• _Text section_
Our esteemed colleague Alan Jacobs pointed out on Twitter and over on Text Patterns that Kaku does not even mention anything about environmental problems like climate change that we seem sure to face in the future. Though Kaku as a scientist has been active in environmentalist politics, in this little scientific prediction of the future, which concludes with an exhortation to “grasp the importance of science,” he focuses on science only as a means for creating technology, and regrettably ignores the role science plays in instructing us in how technology can be prudently used.

Alexander Leydenfrost, Popular Mechanics, January 1952 (h/t Paleofuture)

This is disappointing but not surprising. Environmental degradation is one of the inconvenient consequences of the unrestrained and unintelligent use of technology. Our awareness of environmental problems, their scope, and of the sorts of technological developments or policy solutions that could plausibly mitigate or solve them comes not from technological progress as such, but from scientific knowledge as such. Ecology, geology, climate science, and the other disciplines relevant to environmentalism are, to use Francis Bacon’s language, light-bearing sciences more than fruit-bearing. Though they do not often lead to technological developments, they are nonetheless very useful, not because they give us power over nature, but because they teach us when and how to limit our exercise of the power we have over nature. To paraphrase another of Bacon’s well known aphorisms, to live wisely we must learn not only how to command, but also how to obey nature.

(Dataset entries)

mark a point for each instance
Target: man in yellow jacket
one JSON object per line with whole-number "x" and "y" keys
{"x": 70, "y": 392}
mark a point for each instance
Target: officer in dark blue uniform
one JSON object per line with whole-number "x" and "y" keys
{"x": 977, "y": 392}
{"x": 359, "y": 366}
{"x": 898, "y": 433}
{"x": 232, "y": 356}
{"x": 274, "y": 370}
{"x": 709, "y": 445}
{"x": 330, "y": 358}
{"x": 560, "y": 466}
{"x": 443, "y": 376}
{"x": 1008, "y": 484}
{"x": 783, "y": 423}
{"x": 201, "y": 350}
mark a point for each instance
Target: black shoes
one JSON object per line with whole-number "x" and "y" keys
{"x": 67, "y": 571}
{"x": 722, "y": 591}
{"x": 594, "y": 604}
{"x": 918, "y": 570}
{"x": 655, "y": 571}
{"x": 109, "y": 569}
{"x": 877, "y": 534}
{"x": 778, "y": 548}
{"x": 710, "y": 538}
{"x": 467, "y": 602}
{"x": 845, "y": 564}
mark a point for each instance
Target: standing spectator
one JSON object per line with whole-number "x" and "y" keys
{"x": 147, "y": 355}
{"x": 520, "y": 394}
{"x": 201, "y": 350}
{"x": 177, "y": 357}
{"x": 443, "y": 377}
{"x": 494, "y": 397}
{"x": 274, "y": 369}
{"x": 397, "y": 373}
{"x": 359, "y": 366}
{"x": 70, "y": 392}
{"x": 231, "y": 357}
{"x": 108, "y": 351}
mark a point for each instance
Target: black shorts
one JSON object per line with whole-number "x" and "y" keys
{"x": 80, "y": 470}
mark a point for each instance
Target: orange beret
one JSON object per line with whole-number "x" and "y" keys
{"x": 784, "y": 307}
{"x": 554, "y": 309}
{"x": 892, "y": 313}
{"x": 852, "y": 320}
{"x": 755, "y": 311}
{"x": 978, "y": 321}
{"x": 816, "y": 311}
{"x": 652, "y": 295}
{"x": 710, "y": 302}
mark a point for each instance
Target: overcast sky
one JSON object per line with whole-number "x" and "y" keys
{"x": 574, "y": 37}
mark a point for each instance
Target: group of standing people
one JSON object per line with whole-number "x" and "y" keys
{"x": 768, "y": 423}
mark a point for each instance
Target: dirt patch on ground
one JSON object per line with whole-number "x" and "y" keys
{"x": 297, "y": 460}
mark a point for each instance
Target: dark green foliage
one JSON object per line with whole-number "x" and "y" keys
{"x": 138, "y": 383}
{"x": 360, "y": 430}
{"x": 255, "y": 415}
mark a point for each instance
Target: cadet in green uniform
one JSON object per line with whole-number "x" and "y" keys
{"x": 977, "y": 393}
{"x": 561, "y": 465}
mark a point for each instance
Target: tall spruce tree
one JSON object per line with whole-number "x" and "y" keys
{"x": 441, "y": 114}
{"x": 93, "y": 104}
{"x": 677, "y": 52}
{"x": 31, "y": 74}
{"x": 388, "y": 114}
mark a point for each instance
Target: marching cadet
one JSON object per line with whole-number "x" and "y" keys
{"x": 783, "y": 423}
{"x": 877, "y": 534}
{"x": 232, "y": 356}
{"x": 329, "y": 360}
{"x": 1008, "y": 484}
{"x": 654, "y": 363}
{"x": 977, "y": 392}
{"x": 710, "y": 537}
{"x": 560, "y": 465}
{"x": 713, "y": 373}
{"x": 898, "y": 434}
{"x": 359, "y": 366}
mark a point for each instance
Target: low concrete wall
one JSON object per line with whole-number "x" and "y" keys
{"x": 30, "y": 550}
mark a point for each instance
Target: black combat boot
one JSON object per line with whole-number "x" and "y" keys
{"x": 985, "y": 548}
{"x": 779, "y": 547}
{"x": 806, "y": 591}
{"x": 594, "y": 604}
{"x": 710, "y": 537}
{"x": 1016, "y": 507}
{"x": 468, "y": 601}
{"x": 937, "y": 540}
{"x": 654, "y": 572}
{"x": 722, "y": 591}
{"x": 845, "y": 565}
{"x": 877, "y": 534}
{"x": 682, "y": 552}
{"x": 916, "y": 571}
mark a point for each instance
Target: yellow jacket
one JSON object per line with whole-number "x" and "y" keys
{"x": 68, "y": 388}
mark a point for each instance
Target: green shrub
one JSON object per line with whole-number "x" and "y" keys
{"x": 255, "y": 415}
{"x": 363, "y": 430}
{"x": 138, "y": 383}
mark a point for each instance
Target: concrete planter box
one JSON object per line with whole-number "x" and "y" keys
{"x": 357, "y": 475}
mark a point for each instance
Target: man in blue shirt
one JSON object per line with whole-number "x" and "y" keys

• _What is required_
Reproduce the passage on Kaku and environmental science, beginning at the words "Our esteemed colleague" and stopping after "1952 (h/t Paleofuture)".

• _Task response_
Our esteemed colleague Alan Jacobs pointed out on Twitter and over on Text Patterns that Kaku does not even mention anything about environmental problems like climate change that we seem sure to face in the future. Though Kaku as a scientist has been active in environmentalist politics, in this little scientific prediction of the future, which concludes with an exhortation to “grasp the importance of science,” he focuses on science only as a means for creating technology, and regrettably ignores the role science plays in instructing us in how technology can be prudently used.

Alexander Leydenfrost, Popular Mechanics, January 1952 (h/t Paleofuture)